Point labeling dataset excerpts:
>> begin
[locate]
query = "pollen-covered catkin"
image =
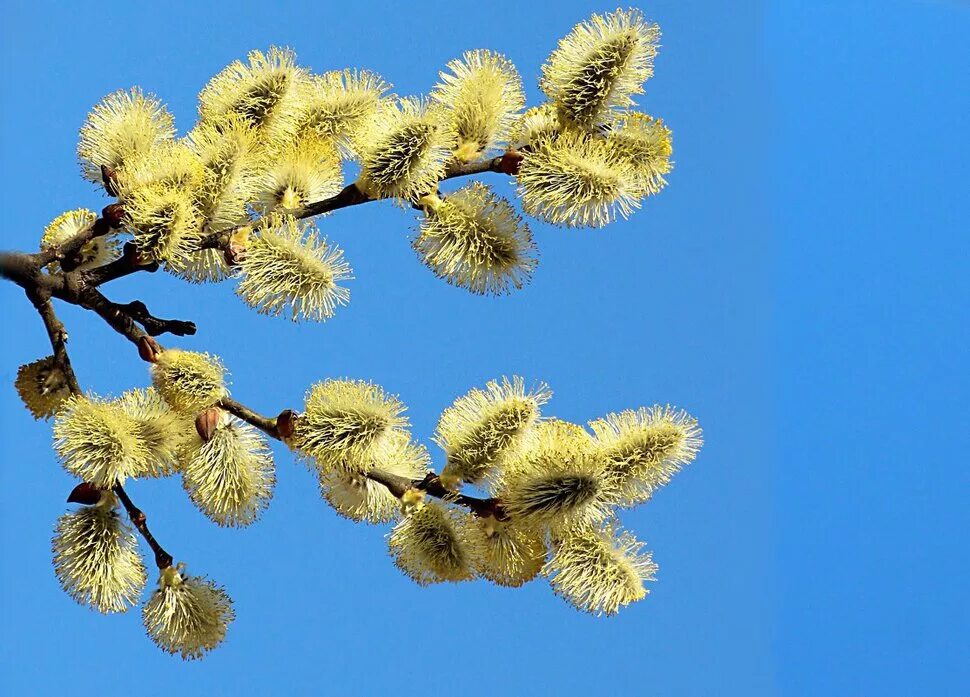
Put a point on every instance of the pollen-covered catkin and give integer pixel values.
(599, 65)
(558, 482)
(96, 557)
(486, 427)
(98, 442)
(189, 381)
(230, 477)
(577, 180)
(503, 552)
(123, 125)
(42, 386)
(404, 148)
(599, 570)
(482, 95)
(429, 546)
(95, 252)
(643, 449)
(355, 496)
(344, 422)
(187, 615)
(475, 240)
(289, 270)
>> end
Instruction:
Rewrite the listing above as a two-column CSV with the headers instruction and response. Give one row per listing, with its text and its answer each in a single quoted field, line breaks replaced by spaces, and the pictures left out.

Response to this task:
instruction,response
"[locate] query = ""pollen-covered catkin"" image = Put a point on every instance of the pollen-covered catkin and give integer pixel values.","(599, 65) (558, 482) (96, 557) (486, 427) (98, 442) (189, 381) (230, 477) (577, 180) (503, 552) (123, 125) (42, 386) (404, 148) (599, 570) (482, 95) (429, 546) (95, 252) (643, 449) (355, 496) (344, 422) (187, 615) (475, 240) (289, 270)"